## Quoted text:
▬▬▬▬▬▬

Given that 1,400VA limit, and the fact that you can only get about 90% of that in actual Watts, what we’re saying is that my inverter can convert a maximum of about 1.26 kW* of power in one go before it blows.
*1,400 VA x 0.9 = 1,260 W = 1.26 kW
Let me rephrase that: I can draw a maximum of 1,260 Watts for about 3 and a half hours before my batteries run completely dead.
The next question: what will 1,260 Watts get me?
Well here’s a list of appliances and such:
And here is a great screencap from the Tesla Powerwall homepage itself:
1,260 Watts will give me computer usage, and some lights for a bit. And maybe a fridge, if it’s a new energy efficient fridge and I don’t run everything all at once.
Which, when you think about it – that’s all you really need.
Because for Mr Musk’s batteries, you’d still need an inverter. The largest one that I managed to find was a 10 kW one (see here), which would let you draw the full 7kW out of that battery in an hour. And in that hour, you’d do what – run your geyser?
Seems like a bit of a waste.
And if you really wanted to run that geyser, you’d buy the 16 kW generator that costs a bit more than the Powerwall, but does oh-so-much more.
Rolling Alpha posts opinions on finance, economics, and the corporate life in general. Follow me on Twitter @RollingAlpha, and on Facebook at www.facebook.com/rollingalpha.

▬▬▬▬▬▬

## Written tasks:
[1] Reproduce the part of the passage on home battery power that opens with the words containing "Because for Mr" and closes with "run your geyser?".
[2] In the passage on home battery power, how large was the largest inverter the writer managed to find?

(Entries from a dataset)

▬▬▬▬▬▬

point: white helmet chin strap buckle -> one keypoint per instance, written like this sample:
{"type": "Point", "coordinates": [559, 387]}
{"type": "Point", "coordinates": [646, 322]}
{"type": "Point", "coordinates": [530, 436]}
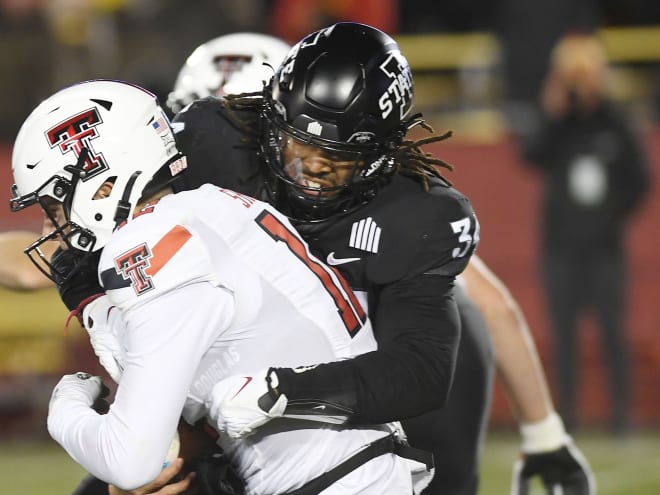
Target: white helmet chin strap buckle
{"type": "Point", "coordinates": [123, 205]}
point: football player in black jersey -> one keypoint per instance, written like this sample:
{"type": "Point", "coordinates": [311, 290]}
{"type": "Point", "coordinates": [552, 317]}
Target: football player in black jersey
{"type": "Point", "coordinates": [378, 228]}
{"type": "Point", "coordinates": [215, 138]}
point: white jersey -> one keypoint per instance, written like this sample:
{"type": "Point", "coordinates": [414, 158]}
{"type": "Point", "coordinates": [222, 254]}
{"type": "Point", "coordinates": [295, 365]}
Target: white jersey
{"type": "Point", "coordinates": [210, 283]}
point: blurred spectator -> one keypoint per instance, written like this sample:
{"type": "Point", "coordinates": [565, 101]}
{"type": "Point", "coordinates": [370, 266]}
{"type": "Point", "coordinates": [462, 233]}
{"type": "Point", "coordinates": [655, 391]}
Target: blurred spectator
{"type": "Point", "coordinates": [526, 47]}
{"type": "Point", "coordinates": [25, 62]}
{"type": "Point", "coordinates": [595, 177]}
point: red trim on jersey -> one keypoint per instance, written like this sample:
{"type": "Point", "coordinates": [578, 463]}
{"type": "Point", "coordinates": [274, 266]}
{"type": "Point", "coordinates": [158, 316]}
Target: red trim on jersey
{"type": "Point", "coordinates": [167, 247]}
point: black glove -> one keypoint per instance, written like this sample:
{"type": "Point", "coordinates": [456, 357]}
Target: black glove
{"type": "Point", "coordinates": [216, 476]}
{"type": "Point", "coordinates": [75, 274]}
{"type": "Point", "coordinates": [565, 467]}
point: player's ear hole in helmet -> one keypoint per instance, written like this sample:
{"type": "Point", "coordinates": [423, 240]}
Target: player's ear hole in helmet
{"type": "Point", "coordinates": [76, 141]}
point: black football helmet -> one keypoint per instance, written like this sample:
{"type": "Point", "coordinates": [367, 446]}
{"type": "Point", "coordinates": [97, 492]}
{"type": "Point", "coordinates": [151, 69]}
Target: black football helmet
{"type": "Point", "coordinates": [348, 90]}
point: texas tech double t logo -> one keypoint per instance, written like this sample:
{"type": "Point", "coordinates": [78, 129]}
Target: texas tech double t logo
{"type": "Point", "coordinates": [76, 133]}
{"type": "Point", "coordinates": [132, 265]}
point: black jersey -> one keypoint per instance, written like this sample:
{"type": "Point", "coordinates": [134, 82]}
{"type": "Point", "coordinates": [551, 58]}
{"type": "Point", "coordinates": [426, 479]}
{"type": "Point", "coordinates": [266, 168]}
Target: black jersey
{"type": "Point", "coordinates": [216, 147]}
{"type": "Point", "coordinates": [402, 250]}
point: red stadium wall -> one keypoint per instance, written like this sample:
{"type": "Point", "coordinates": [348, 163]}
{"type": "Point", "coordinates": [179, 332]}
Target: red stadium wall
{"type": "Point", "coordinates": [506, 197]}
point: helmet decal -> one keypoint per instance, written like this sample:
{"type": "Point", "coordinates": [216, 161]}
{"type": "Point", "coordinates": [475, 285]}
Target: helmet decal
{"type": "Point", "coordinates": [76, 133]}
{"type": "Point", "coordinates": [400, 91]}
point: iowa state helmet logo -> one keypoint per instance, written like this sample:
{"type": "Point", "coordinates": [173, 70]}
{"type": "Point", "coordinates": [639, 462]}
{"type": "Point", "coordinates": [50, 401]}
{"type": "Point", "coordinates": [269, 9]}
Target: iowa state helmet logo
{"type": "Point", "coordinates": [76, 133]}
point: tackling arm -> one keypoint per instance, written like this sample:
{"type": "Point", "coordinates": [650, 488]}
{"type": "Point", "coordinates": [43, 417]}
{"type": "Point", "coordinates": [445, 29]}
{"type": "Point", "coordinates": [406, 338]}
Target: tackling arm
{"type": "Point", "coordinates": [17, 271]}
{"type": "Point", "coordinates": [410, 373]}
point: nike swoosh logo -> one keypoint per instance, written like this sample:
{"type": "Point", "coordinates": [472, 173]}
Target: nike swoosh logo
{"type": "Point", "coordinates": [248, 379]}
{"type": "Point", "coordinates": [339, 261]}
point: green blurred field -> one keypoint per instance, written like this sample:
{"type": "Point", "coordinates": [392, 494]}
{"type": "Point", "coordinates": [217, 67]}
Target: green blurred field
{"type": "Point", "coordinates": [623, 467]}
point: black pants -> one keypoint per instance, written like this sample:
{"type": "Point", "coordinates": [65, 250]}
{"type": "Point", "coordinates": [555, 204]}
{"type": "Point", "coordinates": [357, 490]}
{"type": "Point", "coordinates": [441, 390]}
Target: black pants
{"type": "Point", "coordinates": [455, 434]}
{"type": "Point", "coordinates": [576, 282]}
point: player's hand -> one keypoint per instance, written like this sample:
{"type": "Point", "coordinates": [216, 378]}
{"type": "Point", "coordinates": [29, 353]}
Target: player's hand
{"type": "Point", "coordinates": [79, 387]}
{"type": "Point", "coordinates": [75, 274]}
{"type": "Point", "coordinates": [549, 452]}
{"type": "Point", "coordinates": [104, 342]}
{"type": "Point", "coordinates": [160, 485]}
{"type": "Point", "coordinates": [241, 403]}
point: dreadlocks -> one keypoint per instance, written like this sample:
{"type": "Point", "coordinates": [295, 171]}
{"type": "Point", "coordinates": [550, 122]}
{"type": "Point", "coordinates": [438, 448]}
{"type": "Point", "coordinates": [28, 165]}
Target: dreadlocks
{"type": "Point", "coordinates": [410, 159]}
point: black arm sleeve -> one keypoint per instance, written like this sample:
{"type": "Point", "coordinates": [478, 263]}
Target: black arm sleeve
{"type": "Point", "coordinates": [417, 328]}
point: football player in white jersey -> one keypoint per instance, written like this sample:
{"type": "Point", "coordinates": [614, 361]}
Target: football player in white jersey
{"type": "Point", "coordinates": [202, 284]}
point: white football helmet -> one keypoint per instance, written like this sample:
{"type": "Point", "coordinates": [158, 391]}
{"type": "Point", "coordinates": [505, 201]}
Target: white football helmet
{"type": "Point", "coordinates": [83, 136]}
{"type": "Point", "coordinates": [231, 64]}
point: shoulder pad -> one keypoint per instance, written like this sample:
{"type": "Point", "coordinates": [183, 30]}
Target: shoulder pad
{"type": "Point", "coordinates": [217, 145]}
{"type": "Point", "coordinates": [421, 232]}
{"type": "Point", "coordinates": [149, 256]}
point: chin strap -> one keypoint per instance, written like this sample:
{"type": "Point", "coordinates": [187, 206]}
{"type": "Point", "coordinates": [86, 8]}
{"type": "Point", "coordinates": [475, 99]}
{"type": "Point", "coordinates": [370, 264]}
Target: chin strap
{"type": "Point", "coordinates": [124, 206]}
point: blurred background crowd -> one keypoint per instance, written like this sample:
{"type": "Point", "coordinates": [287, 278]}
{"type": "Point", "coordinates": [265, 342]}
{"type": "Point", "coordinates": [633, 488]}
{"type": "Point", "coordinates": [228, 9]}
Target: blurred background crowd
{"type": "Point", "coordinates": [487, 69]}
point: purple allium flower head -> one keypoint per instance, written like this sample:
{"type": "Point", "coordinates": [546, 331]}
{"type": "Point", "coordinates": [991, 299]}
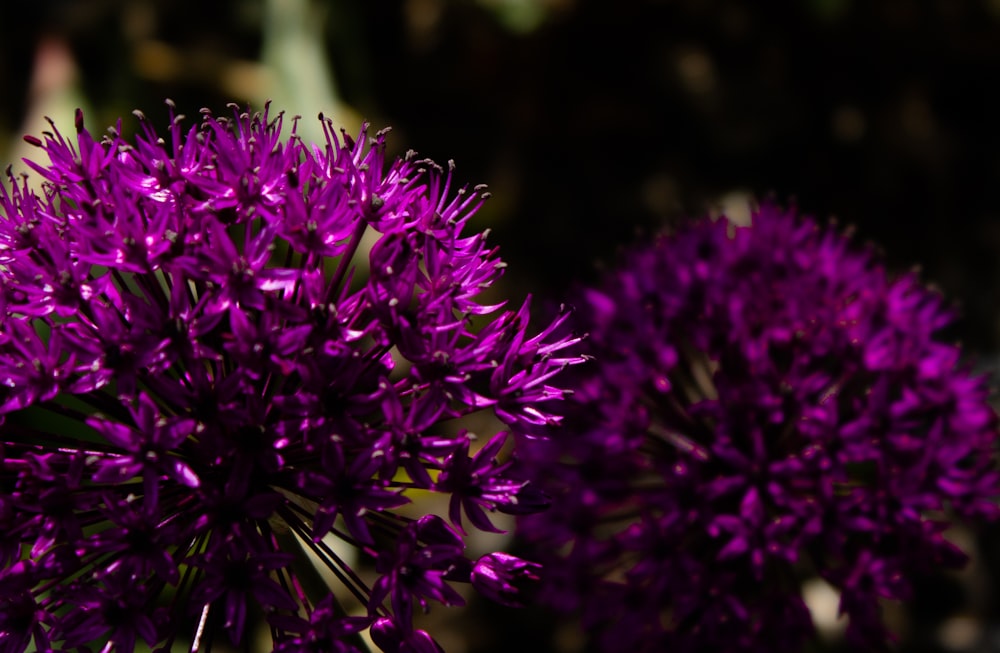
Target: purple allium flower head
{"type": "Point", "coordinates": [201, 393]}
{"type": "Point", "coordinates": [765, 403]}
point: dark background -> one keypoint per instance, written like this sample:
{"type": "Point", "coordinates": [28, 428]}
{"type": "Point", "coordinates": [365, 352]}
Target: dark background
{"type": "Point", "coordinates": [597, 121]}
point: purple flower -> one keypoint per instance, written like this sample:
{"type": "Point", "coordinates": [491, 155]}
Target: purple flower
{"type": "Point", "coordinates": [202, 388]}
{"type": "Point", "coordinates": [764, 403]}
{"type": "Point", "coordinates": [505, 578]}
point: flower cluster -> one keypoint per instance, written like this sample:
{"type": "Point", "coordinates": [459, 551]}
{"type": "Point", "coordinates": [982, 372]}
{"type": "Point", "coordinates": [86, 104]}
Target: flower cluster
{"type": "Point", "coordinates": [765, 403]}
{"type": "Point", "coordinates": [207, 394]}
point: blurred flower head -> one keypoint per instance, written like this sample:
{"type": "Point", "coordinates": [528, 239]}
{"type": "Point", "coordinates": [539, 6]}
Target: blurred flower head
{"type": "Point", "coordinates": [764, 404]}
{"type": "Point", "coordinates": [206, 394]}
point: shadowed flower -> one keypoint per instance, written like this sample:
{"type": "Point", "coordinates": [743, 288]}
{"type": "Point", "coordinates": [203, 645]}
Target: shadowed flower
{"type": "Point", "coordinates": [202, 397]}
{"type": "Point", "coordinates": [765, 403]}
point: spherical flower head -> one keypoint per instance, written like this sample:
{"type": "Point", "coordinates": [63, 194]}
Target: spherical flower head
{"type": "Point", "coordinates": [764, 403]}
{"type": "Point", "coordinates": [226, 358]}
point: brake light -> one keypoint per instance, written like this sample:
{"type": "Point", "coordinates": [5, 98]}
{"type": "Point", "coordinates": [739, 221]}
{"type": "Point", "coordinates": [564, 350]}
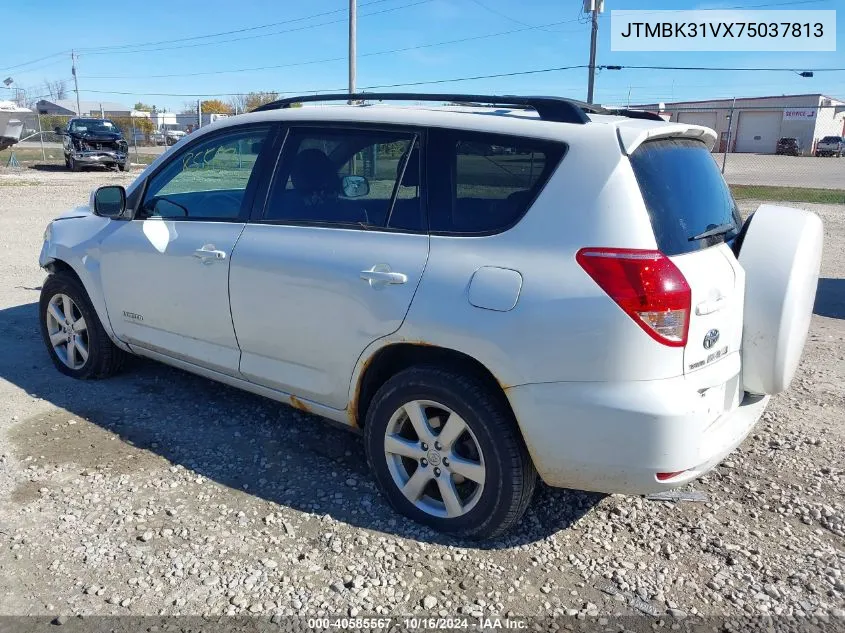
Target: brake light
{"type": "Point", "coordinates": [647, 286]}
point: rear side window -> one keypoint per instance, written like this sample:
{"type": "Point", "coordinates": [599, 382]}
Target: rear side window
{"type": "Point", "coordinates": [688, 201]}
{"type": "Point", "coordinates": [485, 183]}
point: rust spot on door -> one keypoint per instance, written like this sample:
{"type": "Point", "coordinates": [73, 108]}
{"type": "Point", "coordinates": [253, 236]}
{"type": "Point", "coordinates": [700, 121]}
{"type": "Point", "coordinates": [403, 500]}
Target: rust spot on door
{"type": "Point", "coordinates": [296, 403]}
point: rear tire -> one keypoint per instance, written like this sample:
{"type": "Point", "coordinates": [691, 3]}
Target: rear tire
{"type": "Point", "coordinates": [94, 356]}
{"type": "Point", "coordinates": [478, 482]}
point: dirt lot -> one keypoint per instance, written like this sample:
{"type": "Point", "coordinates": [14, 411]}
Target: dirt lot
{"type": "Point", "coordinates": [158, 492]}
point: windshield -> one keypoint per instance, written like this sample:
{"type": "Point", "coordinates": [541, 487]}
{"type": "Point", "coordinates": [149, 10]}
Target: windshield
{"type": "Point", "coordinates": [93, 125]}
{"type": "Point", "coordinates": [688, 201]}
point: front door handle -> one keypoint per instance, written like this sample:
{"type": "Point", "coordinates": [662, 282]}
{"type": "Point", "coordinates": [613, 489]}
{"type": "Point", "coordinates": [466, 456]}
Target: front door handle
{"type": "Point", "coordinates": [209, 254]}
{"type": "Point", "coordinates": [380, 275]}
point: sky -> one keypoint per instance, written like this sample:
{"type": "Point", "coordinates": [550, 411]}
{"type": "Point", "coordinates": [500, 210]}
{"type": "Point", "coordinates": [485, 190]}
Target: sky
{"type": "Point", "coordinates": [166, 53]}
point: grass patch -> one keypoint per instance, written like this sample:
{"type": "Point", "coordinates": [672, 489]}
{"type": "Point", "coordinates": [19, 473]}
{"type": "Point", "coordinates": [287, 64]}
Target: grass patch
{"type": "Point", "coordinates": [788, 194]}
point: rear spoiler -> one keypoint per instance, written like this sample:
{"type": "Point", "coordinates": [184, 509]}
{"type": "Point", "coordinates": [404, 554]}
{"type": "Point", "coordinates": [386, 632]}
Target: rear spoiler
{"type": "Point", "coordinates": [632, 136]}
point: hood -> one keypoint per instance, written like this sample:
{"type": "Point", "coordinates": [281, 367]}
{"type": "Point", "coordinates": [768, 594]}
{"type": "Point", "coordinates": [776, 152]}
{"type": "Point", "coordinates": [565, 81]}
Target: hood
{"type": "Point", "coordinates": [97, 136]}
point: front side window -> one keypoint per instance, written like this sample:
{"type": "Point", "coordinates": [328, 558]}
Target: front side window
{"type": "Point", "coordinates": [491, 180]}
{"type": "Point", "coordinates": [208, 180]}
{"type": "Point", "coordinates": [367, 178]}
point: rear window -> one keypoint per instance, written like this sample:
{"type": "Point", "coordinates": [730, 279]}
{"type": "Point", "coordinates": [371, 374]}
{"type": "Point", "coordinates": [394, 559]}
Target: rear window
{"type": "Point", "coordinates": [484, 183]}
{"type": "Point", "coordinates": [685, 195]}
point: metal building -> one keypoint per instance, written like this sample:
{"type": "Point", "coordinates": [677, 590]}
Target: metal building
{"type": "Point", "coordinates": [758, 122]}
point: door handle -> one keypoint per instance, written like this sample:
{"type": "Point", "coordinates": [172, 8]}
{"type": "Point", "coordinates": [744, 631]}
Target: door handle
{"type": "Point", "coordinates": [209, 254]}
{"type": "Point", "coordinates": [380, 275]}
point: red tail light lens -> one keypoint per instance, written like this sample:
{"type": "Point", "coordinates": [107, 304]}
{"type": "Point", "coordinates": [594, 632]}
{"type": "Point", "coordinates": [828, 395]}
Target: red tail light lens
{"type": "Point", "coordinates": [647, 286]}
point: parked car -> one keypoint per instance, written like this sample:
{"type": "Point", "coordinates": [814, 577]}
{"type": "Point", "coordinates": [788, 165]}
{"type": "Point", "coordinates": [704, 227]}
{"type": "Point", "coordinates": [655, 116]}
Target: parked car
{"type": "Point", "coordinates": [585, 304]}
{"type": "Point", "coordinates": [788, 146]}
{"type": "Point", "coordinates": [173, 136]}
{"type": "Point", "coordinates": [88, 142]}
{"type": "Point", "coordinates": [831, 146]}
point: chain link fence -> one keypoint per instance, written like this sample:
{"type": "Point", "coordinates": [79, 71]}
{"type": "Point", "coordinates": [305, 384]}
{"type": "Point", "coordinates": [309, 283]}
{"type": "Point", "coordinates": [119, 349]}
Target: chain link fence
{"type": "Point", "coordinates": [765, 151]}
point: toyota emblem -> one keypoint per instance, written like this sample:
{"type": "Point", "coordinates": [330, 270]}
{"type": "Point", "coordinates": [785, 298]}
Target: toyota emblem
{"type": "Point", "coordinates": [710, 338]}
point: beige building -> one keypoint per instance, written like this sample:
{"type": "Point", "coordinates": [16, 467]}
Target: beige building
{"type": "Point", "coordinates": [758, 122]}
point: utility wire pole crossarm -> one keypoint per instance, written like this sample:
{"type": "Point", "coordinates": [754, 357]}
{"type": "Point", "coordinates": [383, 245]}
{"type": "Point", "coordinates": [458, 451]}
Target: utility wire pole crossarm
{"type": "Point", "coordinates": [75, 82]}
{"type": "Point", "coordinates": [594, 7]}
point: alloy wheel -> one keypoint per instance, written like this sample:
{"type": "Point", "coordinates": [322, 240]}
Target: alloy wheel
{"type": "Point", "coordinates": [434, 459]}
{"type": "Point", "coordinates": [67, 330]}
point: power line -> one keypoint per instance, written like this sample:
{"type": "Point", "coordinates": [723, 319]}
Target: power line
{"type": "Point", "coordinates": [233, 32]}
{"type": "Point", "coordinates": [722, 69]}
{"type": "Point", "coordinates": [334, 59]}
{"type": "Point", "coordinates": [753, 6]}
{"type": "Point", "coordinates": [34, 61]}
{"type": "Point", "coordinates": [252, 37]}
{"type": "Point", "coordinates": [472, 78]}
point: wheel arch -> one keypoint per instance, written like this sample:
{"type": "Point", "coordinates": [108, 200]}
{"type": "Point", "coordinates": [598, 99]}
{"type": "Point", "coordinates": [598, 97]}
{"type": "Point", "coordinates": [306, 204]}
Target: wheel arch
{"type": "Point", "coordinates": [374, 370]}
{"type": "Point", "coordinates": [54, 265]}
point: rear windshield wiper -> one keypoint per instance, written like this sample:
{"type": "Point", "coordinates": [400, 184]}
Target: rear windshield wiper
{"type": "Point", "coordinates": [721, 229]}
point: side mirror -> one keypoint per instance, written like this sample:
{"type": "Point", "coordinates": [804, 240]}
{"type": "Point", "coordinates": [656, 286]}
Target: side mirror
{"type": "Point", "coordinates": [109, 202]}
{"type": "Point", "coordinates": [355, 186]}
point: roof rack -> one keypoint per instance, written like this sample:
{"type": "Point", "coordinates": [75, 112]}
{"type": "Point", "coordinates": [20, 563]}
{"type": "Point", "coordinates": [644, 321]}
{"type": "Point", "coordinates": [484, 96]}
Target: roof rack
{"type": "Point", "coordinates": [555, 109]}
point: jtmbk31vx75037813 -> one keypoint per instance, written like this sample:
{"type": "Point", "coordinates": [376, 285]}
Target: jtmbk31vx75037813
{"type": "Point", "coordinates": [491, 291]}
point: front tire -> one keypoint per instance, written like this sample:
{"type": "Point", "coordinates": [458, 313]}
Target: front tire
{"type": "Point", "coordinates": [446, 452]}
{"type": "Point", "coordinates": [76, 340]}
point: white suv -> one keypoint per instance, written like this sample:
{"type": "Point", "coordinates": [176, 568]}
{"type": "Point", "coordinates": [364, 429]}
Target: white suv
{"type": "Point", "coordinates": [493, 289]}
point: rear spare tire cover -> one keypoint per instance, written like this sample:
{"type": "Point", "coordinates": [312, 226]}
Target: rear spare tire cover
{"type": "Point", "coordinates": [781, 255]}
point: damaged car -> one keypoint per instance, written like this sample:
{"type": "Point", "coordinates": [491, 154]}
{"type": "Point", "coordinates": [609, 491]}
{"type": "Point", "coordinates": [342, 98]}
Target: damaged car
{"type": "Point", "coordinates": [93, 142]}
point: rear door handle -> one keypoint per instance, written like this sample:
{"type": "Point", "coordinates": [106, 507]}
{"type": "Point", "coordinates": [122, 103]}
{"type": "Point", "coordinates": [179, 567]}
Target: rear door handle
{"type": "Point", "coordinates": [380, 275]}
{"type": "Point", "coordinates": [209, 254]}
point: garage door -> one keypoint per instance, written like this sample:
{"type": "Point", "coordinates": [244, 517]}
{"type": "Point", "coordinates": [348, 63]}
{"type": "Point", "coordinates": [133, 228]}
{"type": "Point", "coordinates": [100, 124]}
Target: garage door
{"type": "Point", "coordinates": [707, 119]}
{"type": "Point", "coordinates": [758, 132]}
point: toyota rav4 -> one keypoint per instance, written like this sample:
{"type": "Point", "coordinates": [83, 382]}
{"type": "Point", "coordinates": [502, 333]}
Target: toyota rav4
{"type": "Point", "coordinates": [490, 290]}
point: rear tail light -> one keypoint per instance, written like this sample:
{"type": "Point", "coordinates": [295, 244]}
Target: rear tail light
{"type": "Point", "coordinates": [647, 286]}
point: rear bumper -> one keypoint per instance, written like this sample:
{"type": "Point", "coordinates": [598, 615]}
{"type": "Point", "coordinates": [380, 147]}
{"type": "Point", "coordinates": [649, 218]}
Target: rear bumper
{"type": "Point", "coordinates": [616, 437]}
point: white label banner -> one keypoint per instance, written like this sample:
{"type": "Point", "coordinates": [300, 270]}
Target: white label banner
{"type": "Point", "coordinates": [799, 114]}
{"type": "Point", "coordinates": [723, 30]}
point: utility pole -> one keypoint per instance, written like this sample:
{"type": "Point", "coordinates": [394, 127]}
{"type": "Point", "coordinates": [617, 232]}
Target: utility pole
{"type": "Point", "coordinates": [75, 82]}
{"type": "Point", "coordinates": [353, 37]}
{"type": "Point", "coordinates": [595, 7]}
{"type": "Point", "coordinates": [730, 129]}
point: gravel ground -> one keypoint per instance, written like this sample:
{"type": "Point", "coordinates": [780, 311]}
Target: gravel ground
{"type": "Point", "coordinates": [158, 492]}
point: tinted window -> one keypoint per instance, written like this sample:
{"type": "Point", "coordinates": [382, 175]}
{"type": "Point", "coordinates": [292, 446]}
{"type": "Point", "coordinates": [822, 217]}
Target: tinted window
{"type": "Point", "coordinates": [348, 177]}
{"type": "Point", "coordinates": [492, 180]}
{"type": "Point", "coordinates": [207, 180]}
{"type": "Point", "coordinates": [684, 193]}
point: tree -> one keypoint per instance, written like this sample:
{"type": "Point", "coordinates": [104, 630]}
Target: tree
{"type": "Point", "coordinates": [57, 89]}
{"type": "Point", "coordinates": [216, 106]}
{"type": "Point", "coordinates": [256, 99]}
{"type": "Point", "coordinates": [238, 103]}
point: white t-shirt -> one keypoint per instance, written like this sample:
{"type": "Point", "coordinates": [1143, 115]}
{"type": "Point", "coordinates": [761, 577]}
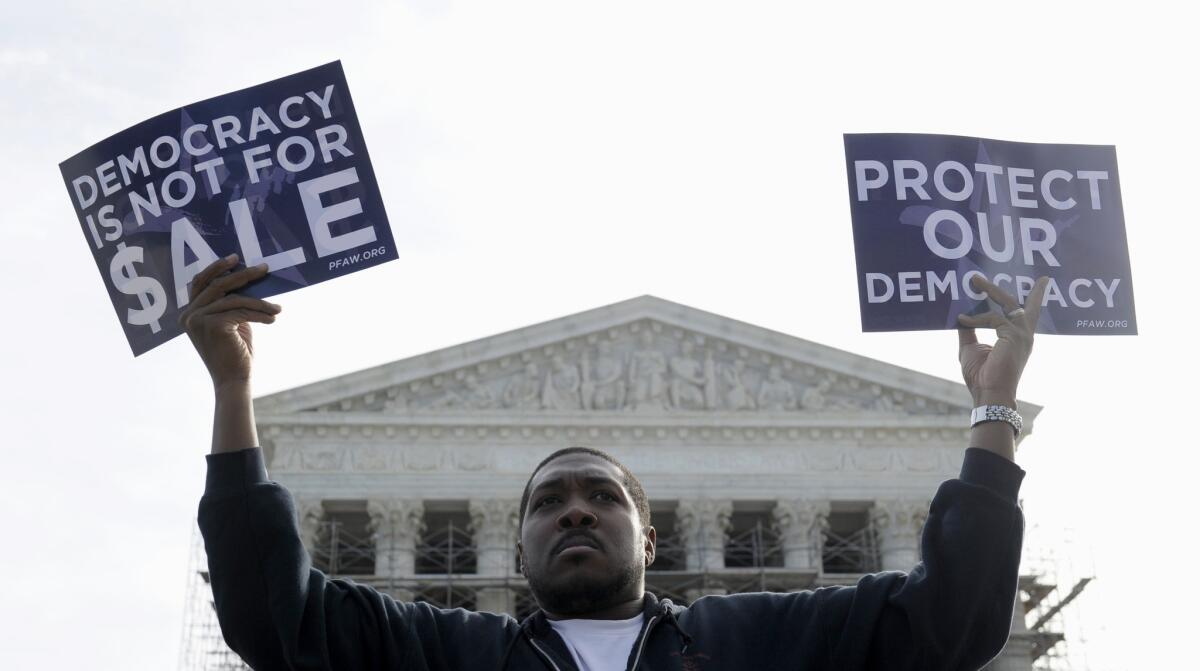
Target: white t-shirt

▬▬▬▬▬▬

## Solved tasks:
[1]
Because for Mr Musk’s batteries, you’d still need an inverter. The largest one that I managed to find was a 10 kW one (see here), which would let you draw the full 7kW out of that battery in an hour. And in that hour, you’d do what – run your geyser?

[2] 10 kW